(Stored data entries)
----

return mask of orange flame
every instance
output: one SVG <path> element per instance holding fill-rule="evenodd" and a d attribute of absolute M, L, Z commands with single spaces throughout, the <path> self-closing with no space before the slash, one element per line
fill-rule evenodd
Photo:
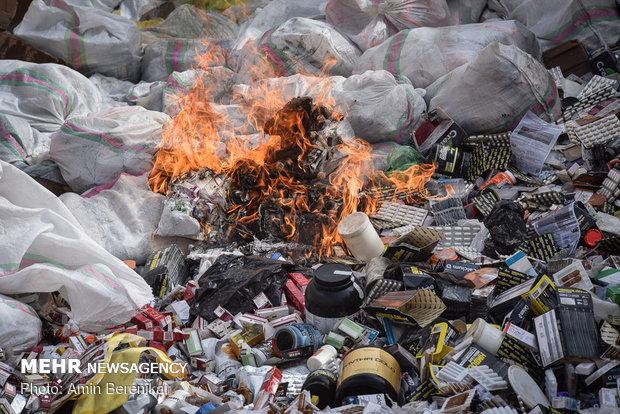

----

- What is expected
Output each line of the listing above as a numbered list, skipping any blank lines and omitting the pictures.

- Full answer
1. return mask of orange flame
2. every instance
3. output: one SVG <path> element per instance holding fill-rule="evenodd" and a d attribute of absolute M, L, Z commands with single spaces throughout, the <path> self-closing with no space before the slash, one element per line
4. fill-rule evenodd
5. Photo:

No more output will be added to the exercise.